PROBLEM TO WORK ON >> Pictures do not belong in the copy. Return all of the entries exactly.

THE DATA >>
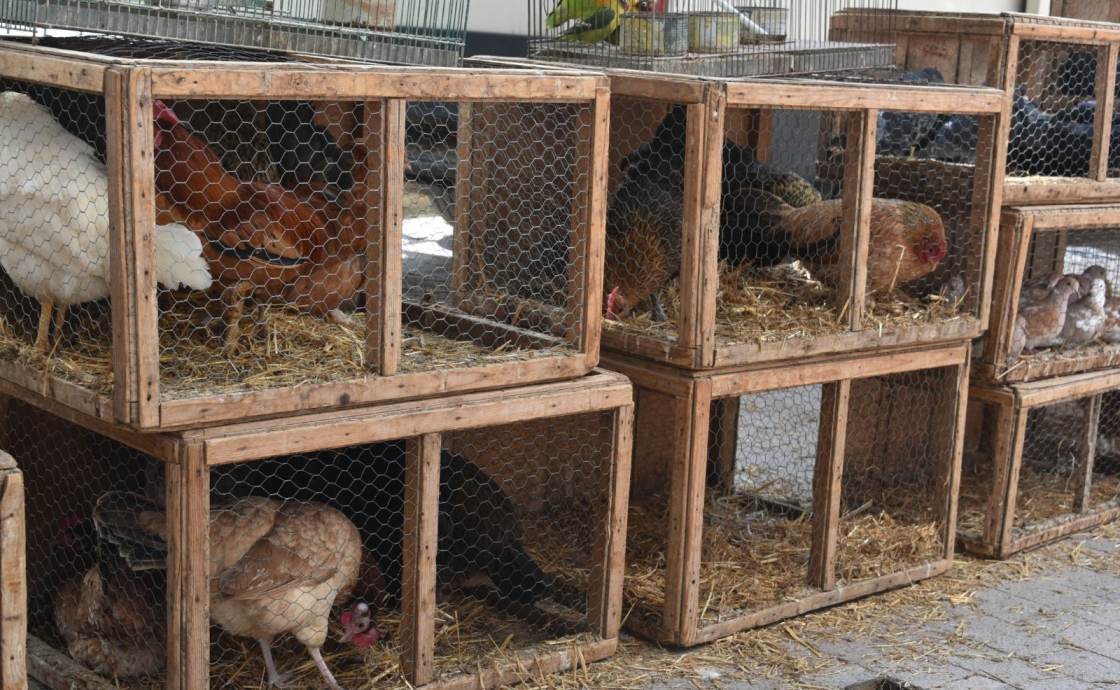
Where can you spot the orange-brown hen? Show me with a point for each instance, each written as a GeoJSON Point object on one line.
{"type": "Point", "coordinates": [905, 243]}
{"type": "Point", "coordinates": [274, 568]}
{"type": "Point", "coordinates": [259, 238]}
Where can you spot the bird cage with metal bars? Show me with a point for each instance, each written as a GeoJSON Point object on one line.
{"type": "Point", "coordinates": [425, 33]}
{"type": "Point", "coordinates": [707, 37]}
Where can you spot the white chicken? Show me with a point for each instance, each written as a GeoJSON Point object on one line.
{"type": "Point", "coordinates": [54, 217]}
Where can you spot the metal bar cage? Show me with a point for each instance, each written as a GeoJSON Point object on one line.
{"type": "Point", "coordinates": [485, 550]}
{"type": "Point", "coordinates": [707, 37]}
{"type": "Point", "coordinates": [426, 33]}
{"type": "Point", "coordinates": [765, 499]}
{"type": "Point", "coordinates": [1042, 462]}
{"type": "Point", "coordinates": [412, 233]}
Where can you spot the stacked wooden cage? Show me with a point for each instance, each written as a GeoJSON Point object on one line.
{"type": "Point", "coordinates": [506, 292]}
{"type": "Point", "coordinates": [744, 323]}
{"type": "Point", "coordinates": [1047, 360]}
{"type": "Point", "coordinates": [301, 280]}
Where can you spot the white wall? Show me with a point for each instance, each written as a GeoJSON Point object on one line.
{"type": "Point", "coordinates": [512, 16]}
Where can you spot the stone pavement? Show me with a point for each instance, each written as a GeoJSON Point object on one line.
{"type": "Point", "coordinates": [1058, 628]}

ANSWER AREA >>
Where can you spot the orange-brown hen? Show me with a point for each instance, each written as a GeoJSON Point object on one line.
{"type": "Point", "coordinates": [905, 243]}
{"type": "Point", "coordinates": [274, 568]}
{"type": "Point", "coordinates": [259, 238]}
Where can you spot the bird cage with metal bars? Show me with a point for each instance, each written as a GeoJSON Point object on one line.
{"type": "Point", "coordinates": [425, 33]}
{"type": "Point", "coordinates": [707, 37]}
Where can you spot the white chicken? Show me with a point for each instance, each written as a GeoJSON Point object on one line.
{"type": "Point", "coordinates": [54, 217]}
Where can you spot the metal bar cage? Show me with a point for each instance, each written as a GeoJSON Point object on one line.
{"type": "Point", "coordinates": [485, 550]}
{"type": "Point", "coordinates": [707, 37]}
{"type": "Point", "coordinates": [426, 33]}
{"type": "Point", "coordinates": [765, 499]}
{"type": "Point", "coordinates": [1042, 462]}
{"type": "Point", "coordinates": [412, 233]}
Where can you spot the stacked wooden cage? Show me with a point for each instance, each written as a GeoJSON Point object on one line.
{"type": "Point", "coordinates": [506, 292]}
{"type": "Point", "coordinates": [744, 323]}
{"type": "Point", "coordinates": [1047, 360]}
{"type": "Point", "coordinates": [301, 280]}
Where can you spot the white wall? Show me with a point for each instance, each written as a GeoJSON Point object on one line.
{"type": "Point", "coordinates": [512, 16]}
Where can you spot the stone pavement? Show me with a point for each instance, each written as a GeoJSON Point object on one line.
{"type": "Point", "coordinates": [1058, 628]}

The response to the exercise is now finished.